[[ SUPPLIED RECORDS open ]]

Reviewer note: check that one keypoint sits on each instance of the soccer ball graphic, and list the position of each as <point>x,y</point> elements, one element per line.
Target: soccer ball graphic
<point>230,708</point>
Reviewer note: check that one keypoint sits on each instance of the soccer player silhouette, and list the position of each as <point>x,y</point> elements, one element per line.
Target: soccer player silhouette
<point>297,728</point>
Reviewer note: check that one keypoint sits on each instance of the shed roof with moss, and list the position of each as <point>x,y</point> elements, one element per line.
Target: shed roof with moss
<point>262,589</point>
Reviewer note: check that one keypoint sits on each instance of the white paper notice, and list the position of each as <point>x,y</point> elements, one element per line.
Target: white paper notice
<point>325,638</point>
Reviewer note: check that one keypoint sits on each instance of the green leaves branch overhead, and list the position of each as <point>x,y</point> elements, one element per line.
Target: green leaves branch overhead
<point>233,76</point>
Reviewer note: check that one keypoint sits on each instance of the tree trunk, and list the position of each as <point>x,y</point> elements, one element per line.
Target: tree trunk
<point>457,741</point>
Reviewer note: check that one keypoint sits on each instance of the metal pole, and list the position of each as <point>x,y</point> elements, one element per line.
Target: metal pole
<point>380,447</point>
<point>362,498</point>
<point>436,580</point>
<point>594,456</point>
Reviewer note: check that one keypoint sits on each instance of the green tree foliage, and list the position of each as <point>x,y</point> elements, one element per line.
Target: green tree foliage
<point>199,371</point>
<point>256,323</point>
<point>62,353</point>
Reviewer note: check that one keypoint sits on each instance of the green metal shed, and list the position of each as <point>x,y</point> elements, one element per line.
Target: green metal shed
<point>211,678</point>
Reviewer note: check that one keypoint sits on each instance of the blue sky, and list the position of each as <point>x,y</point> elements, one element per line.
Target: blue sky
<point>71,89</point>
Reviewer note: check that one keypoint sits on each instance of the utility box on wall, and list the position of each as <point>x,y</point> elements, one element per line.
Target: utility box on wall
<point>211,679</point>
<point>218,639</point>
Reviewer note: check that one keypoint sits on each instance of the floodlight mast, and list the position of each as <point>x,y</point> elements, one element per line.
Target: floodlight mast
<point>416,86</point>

[[ SUPPLIED RECORDS closed ]]

PROBLEM STATEMENT: The records above must be reproduced word for word.

ANSWER TO THE EXERCISE:
Reviewer note: check that one keypoint sits on each instance of the soccer ball graphic, and list the position of each as <point>x,y</point> elements, one element per line.
Target: soccer ball graphic
<point>230,708</point>
Reviewer note: check that one keypoint sits on each instance of the soccer player silhouette, and list the position of each as <point>x,y</point> elements, one element per line.
Target: soccer player silhouette
<point>297,728</point>
Reviewer note: check that one keypoint sits on each instance of the shed roof with moss, and list the position of each as <point>x,y</point> elements, one element per line.
Target: shed roof with moss
<point>262,589</point>
Reviewer note: check that one keypoint sits on each instance of the white paper notice, and list the position of each as <point>x,y</point> elements, one element per line.
Target: white paper notice
<point>325,638</point>
Reviewer note: check that one keypoint sits on each instance of the green leaves branch overhead, and list the position of each as <point>x,y</point> elements, one element per line.
Target: green leaves branch overhead
<point>233,76</point>
Reviewer note: check that one keypoint sits on each instance of the tree trunk, and list the position of each as <point>x,y</point> elements, one element per line.
Target: tree trunk
<point>457,741</point>
Reviewer note: check that one keypoint sits on each instance of the metal pole, and list the position of each as <point>x,y</point> elements, one element per line.
Target: metal pole
<point>380,447</point>
<point>362,498</point>
<point>436,580</point>
<point>594,456</point>
Reviewer note: check that one keypoint sits on each instance of the green tree foliage, and list the position of each as <point>x,y</point> elements, one element per line.
Target: green tree foliage
<point>199,371</point>
<point>256,323</point>
<point>62,353</point>
Reviewer note: check that one keypoint sits on each instance of the green metal shed, and list the position of each as <point>x,y</point> elements, one element per line.
Target: green metal shed
<point>211,678</point>
Reviewer note: check that one keypoint sits on each instance of the blue sky, and list the position of each as <point>x,y</point> elements, one element per line.
Target: blue sky
<point>71,89</point>
Reviewer note: check that one keypoint sits on each instance of the utility box on wall, and list the position of each as <point>x,y</point> elements, one element per line.
Target: utility box on wall
<point>211,679</point>
<point>218,639</point>
Reviewer note: check that one keypoint sits on each instance of the floodlight mast, and list the position of each as <point>x,y</point> elements, one element per line.
Target: floodlight mast
<point>416,86</point>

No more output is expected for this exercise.